[Rows from a dataset of box labels]
****************************************

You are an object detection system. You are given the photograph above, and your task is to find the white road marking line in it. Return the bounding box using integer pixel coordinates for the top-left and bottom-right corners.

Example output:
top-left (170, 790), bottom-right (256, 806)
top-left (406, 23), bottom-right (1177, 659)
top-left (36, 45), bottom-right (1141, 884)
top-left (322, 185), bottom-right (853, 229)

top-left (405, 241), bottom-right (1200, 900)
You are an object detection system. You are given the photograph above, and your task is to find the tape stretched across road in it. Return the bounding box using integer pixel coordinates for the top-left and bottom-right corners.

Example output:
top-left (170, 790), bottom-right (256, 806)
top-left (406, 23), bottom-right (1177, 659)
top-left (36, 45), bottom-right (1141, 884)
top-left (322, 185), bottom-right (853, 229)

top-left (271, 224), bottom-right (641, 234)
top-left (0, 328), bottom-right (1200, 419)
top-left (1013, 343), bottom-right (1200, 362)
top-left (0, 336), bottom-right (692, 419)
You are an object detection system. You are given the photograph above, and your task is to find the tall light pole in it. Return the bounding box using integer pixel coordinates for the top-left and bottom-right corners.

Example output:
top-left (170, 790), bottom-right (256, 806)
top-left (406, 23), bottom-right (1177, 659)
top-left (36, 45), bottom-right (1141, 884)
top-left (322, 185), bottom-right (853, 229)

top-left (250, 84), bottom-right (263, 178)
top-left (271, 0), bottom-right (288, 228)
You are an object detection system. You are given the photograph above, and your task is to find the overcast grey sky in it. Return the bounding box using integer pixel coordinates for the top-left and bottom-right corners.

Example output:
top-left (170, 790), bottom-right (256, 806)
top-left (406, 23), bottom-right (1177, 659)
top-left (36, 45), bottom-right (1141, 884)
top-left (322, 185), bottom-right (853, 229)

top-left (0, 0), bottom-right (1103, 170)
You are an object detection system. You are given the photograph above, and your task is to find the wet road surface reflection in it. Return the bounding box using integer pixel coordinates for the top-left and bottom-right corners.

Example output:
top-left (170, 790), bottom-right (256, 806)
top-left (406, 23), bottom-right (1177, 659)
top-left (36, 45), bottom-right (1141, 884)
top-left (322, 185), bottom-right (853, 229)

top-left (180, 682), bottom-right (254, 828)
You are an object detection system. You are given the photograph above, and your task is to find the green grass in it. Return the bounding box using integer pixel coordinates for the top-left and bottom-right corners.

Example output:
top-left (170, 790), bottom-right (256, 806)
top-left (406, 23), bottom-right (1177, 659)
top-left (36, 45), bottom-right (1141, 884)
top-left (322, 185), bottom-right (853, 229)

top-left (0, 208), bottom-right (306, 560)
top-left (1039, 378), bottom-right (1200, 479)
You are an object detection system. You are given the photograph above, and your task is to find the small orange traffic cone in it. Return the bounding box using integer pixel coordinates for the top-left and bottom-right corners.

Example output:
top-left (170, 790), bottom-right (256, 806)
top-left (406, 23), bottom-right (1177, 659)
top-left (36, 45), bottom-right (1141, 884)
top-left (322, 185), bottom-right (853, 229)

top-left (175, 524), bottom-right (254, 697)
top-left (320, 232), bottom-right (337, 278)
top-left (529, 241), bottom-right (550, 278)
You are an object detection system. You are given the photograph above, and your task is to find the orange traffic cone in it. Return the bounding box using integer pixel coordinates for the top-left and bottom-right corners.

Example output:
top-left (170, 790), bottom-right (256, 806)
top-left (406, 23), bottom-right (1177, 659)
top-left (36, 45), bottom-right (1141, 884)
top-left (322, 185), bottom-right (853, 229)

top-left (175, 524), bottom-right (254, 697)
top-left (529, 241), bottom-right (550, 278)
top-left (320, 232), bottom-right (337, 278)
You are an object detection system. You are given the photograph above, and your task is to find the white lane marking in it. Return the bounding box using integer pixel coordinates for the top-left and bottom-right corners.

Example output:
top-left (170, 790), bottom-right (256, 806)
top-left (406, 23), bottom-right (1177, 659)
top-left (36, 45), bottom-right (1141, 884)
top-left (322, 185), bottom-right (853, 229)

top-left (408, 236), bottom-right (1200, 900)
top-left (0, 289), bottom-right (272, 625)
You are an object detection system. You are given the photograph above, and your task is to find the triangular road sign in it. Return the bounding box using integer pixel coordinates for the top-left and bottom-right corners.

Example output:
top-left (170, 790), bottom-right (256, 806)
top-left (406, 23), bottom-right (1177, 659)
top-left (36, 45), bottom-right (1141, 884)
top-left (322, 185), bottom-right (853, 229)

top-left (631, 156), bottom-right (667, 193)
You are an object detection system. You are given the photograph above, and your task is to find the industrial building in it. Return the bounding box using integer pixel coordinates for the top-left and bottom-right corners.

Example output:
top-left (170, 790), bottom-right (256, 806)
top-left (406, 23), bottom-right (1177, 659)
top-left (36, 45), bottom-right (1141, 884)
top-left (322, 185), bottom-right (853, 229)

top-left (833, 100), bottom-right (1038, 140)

****************************************

**PROBLEM REQUIREMENTS**.
Convert the records starting at the line containing "the white lane" and ending at the line containing "top-left (0, 289), bottom-right (272, 625)" into a two-column CSV with the columns text and answer. Give one row per record, with each field quoted and line breaks replaced by spaces.

**ANSWER TO THE PROBLEM**.
text,answer
"You are an object detection system. You are given the photograph above, and your task is to find the white lane marking in it. Return the bounding box using integer pixel coordinates for the top-left and bottom-right corners. Example output: top-left (170, 790), bottom-right (256, 806) top-left (406, 23), bottom-right (1177, 659) top-left (36, 45), bottom-right (1141, 884) top-left (322, 185), bottom-right (853, 229)","top-left (408, 236), bottom-right (1200, 900) top-left (0, 289), bottom-right (272, 625)"